— begin DATASET EXCERPTS —

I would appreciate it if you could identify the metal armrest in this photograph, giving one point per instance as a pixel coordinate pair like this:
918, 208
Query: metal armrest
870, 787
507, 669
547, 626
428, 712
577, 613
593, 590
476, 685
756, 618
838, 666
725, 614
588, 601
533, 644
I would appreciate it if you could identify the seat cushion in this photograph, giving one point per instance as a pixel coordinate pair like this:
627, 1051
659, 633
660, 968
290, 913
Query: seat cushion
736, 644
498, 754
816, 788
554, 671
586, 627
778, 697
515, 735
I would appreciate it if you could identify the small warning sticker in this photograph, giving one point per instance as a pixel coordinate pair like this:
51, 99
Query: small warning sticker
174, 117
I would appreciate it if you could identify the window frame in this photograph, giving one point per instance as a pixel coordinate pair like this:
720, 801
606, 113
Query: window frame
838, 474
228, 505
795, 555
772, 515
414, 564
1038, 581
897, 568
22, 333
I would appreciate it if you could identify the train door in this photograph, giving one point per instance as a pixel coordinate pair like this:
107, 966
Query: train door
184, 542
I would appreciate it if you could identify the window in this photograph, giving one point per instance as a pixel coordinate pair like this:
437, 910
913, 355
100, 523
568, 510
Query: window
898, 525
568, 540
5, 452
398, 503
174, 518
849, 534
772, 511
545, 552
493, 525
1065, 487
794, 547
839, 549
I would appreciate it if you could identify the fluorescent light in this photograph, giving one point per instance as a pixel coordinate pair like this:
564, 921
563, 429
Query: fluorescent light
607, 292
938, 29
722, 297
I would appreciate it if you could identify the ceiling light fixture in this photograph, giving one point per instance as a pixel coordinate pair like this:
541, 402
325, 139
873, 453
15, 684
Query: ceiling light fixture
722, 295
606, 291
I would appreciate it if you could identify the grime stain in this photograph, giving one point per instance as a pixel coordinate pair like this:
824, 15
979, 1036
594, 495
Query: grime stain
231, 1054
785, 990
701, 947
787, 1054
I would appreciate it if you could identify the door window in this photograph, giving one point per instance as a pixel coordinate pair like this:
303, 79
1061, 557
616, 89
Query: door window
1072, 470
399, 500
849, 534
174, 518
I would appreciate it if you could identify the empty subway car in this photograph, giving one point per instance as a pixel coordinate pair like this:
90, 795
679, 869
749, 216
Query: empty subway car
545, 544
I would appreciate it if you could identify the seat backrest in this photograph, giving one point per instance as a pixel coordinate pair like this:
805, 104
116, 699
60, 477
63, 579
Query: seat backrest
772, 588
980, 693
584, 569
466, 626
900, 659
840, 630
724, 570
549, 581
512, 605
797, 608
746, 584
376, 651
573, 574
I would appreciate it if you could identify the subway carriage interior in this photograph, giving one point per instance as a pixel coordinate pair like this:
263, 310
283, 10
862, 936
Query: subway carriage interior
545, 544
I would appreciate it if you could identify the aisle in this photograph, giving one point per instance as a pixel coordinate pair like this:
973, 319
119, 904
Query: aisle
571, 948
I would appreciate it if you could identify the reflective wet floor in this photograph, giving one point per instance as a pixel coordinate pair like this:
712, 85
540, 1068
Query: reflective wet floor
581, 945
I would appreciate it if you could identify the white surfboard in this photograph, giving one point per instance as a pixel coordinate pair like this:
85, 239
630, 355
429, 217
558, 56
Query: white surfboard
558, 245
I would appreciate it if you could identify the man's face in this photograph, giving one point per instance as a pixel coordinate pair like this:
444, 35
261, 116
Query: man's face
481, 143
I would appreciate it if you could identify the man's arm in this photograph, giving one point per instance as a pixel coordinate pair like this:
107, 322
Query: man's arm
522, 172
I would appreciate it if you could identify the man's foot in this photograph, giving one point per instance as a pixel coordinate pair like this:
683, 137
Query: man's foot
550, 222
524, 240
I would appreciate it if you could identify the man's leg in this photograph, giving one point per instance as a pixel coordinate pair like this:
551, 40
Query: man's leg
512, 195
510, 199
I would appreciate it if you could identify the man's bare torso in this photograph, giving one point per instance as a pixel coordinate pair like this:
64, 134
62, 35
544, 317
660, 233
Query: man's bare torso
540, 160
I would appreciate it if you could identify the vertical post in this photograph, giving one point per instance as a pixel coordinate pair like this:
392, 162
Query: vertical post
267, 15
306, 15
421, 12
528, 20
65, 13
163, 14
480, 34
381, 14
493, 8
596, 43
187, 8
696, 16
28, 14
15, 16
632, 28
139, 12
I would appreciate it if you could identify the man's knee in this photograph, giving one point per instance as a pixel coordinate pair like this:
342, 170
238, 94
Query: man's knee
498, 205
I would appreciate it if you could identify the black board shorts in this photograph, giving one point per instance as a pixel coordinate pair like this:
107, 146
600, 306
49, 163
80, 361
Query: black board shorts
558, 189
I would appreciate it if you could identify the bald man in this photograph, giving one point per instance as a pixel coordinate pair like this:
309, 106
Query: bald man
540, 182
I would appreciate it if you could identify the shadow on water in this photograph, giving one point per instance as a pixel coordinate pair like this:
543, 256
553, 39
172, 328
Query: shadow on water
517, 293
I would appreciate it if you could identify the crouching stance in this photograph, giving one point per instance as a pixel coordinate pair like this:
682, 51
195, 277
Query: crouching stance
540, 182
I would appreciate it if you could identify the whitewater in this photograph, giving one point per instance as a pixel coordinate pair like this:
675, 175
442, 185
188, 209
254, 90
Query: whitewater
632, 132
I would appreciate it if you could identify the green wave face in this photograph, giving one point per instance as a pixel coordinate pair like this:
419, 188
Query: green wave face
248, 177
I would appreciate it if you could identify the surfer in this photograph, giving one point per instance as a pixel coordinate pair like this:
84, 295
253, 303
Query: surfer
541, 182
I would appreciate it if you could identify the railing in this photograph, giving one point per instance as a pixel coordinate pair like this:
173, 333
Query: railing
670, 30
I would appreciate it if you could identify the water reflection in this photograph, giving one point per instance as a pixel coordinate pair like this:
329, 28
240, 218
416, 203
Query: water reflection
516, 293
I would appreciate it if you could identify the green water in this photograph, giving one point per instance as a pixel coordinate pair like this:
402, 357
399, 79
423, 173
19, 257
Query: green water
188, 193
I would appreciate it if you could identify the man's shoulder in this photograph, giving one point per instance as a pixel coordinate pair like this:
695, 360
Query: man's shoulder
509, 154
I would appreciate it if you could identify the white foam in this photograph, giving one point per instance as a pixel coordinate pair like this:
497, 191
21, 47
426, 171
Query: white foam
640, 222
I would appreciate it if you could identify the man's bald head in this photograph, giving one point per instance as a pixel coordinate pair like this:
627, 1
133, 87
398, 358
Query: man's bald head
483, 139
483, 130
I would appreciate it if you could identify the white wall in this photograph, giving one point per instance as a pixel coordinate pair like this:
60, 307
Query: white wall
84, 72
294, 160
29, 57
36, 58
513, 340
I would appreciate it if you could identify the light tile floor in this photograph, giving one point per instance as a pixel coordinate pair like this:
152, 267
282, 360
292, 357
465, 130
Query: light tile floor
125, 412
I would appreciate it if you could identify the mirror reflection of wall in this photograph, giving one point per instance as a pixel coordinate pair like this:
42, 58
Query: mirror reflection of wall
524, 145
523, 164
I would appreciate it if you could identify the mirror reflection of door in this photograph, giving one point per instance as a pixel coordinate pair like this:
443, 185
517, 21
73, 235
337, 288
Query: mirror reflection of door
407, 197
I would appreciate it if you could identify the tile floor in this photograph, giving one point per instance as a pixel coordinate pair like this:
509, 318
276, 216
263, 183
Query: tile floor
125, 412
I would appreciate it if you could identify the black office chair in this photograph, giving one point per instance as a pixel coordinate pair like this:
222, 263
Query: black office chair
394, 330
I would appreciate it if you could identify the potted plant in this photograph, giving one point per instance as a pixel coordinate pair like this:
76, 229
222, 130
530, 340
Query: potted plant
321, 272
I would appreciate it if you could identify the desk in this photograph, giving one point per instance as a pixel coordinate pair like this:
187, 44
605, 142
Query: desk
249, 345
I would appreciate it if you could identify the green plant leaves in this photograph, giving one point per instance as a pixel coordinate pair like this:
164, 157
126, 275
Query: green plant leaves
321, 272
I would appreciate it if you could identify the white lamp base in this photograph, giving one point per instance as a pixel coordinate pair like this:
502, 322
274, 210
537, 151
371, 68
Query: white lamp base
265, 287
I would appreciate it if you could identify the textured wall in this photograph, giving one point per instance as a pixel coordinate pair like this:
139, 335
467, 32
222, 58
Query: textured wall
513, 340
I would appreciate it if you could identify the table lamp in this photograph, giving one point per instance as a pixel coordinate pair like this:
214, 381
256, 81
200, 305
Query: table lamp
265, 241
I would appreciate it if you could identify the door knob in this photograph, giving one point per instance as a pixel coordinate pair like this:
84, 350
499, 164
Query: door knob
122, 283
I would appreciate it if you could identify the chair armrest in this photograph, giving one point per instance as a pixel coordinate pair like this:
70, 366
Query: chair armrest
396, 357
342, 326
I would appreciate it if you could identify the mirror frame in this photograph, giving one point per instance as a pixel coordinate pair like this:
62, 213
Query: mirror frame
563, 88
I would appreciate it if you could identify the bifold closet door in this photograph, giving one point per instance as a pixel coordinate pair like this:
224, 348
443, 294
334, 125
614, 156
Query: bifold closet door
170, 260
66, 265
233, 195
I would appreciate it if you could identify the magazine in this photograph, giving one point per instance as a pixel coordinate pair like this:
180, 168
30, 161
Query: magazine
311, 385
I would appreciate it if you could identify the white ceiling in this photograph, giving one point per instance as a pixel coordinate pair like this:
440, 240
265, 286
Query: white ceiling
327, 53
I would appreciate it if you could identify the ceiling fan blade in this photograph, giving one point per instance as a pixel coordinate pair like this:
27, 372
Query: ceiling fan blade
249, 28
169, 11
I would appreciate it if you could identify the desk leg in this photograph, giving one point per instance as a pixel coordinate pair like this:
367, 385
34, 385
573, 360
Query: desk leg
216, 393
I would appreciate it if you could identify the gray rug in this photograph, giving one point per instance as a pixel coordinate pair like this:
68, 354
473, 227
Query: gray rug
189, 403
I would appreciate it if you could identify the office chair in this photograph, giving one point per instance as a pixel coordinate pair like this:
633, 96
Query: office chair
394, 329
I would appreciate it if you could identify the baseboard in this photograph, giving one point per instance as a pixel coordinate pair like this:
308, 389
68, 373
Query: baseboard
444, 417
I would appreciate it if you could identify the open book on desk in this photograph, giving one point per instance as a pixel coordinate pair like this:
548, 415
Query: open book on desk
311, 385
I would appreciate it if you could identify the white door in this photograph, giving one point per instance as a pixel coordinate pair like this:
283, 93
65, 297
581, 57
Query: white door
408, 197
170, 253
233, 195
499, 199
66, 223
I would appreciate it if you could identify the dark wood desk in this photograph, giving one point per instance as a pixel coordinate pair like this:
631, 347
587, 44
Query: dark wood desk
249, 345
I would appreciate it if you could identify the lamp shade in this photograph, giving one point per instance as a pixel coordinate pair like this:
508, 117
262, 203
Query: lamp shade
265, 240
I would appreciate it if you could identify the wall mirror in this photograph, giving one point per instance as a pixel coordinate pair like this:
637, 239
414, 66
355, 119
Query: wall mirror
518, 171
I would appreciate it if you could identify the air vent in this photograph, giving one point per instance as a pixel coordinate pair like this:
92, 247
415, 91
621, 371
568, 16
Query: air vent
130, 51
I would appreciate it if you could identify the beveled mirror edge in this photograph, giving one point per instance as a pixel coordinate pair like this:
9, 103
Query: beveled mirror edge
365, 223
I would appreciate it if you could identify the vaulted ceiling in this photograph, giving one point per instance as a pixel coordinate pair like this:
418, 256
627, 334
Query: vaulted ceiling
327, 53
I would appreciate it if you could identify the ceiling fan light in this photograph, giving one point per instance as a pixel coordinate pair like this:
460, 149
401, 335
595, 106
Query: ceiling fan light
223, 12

— end DATASET EXCERPTS —

EXERCISE OBJECTIVE
From the line holding "I would appreciate it if you could identify the white door" to the last line of the records, quote each line exactly and add nothing.

TASK RESPONSE
I would appreciate it if you could identify the white door in this photograph, giving one point per instance as a pixel coordinate pair like this:
283, 93
65, 297
581, 57
Query: white door
408, 197
170, 253
233, 195
499, 199
66, 223
I would appreciate it if you could identify the dark wood desk in this photograph, giving one point per instance as a pixel coordinate pair like this:
631, 347
587, 44
Query: dark wood desk
249, 345
I would appreciate it if you could identify the lamp shade in this photograph, giving one point per instance as a pixel coordinate pair like this:
508, 117
262, 203
Query: lamp shade
265, 240
I would appreciate it if you could identify the wall mirror in this photograph, giving one point per instance as a pixel coordinate pair like this:
637, 239
414, 66
355, 119
Query: wall mirror
518, 171
I would appreciate it if you could identify the air vent in this photograph, giving one point per instance as a pixel coordinate pair like this:
92, 247
415, 91
621, 371
568, 16
Query: air vent
130, 51
I would appreciate it if you could identify the beveled mirror edge in this photograph, giving one point per instance as a pixel coordinate pair like this:
9, 103
Query: beveled mirror edge
365, 223
I would appreciate it if you could identify the vaulted ceiling in this photograph, giving one point per instance as a pixel coordinate pair like this:
418, 256
627, 334
Query: vaulted ceiling
327, 53
I would appreciate it if you could identify the ceiling fan light in this photograph, giving one point per instance as a pixel coordinate pair like this:
460, 149
401, 335
595, 106
Query: ceiling fan light
223, 12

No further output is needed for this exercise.